DIRECTION A:
Please return every line of the records below that contains the word "window".

This Agreement, dated as of the 28th day of February, 2006 (the "Grant Date"), is between Boston Scientific Corporation, a Delaware corporation (the "Company"), and James R. Tobin the "Participant", an employee of the Company or any of its affiliates or subsidiaries. All capitalized terms not otherwise defined herein shall have the meaning ascribed thereto in the Company's Long-Term Incentive Plan set forth on the Signature Page of this Agreement (the "Plan").

1. Grant and Acceptance of Award. The Company hereby indicates its intent to award to the Participant that number of Deferred Stock Units set forth on the Signature Page of this Agreement (the "Unit"), each Unit representing the Company's commitment to issue to Participant one share of the Company's common stock, par value $.01 per share (the "Stock"), subject to certain vesting and other conditions set forth herein. The award is intended to be granted pursuant to and is subject to the terms and conditions of this Agreement and the provisions of the Plan.

2. Vesting Conditions upon Award of Units. Participant hereby acknowledges the intent of the Company to award Units subject to certain vesting and other conditions set forth herein. Participant further acknowledges that the Committee shall have sole discretion to adjust the vesting conditions, including the prescribed share prices set forth on the Signature Page to this Agreement, in the event of the closing of the proposed transaction with Guidant Corporation.

3. Satisfaction of Conditions. Except as otherwise provided in Section 5 hereof (relating to death of the Participant), Section 6 hereof (relating to Disability of the Participant), Section 7 (relating to termination of employment of Participant without Cause) and Section 9 hereof (relating to Change in Control of the Company), the Company intends to issue shares of Stock hereunder upon vesting of Units in accordance to the vesting conditions set forth on the Signature Page of this Agreement. The issuance of shares of Stock with respect to vested Units may be deferred to a later date as elected by Participant irrevocably in writing no later than six months prior to a Measurement Date. For purposes hereof, Measurement Date shall include the Participant's death, Disability, termination of the Participant's employment by the Company without Cause, December 31, 2008 and December 31, 2009. Any shares of Stock to be issued to Participant on account of termination of employment for reasons other than death or Disability shall be issued in the seventh month after the Participant's termination of employment. No shares of Stock shall be issued to Participant prior to the date on which the Units vest.

SUPPLIED MATERIAL:

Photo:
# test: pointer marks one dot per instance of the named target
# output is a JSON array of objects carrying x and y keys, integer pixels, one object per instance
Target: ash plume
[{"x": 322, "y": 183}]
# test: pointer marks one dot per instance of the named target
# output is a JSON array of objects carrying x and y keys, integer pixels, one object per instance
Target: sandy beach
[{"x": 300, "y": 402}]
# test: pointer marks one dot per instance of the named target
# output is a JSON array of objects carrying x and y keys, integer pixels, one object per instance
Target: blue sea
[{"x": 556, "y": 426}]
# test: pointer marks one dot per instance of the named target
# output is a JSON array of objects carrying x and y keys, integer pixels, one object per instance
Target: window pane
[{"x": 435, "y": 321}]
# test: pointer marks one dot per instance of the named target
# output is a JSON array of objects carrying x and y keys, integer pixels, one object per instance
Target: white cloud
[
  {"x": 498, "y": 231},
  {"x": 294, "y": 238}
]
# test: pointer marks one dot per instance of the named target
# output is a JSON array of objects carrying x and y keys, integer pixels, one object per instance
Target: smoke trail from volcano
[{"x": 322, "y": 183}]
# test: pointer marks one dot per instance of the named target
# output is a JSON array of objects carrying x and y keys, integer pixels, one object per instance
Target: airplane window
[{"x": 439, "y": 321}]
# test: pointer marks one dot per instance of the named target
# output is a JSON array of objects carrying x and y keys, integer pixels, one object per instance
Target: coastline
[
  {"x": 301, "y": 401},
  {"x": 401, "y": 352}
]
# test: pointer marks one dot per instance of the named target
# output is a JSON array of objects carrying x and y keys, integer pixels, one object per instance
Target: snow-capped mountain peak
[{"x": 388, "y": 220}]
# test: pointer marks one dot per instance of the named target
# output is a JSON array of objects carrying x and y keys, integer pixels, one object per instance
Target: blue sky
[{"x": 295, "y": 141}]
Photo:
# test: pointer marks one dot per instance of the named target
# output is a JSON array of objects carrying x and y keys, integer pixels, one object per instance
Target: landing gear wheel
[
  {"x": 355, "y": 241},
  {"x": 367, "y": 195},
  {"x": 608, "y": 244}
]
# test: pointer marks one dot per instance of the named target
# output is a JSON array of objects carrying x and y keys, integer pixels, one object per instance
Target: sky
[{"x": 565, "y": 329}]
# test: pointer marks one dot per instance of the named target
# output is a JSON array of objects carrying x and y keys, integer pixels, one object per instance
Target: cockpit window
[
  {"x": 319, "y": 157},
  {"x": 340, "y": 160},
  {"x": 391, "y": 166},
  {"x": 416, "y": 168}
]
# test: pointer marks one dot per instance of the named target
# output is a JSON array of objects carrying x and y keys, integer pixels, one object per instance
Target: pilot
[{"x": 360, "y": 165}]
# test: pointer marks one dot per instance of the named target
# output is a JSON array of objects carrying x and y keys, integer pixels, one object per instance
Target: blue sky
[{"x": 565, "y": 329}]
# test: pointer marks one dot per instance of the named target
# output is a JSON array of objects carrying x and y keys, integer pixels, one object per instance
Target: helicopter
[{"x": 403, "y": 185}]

DIRECTION B:
Answer these questions from the Boston Scientific agreement above:
(i) As of what date is the agreement dated?
(ii) What is the par value per share of the Company's common stock?
(iii) When are shares issued to the Participant after a termination of employment for reasons other than death or Disability?

EXERCISE ANSWER A:
Target: window pane
Target: airplane window
Target: cockpit window

EXERCISE ANSWER B:
(i) The 28th day of February, 2006.
(ii) $.01 per share.
(iii) In the seventh month after the Participant's termination of employment.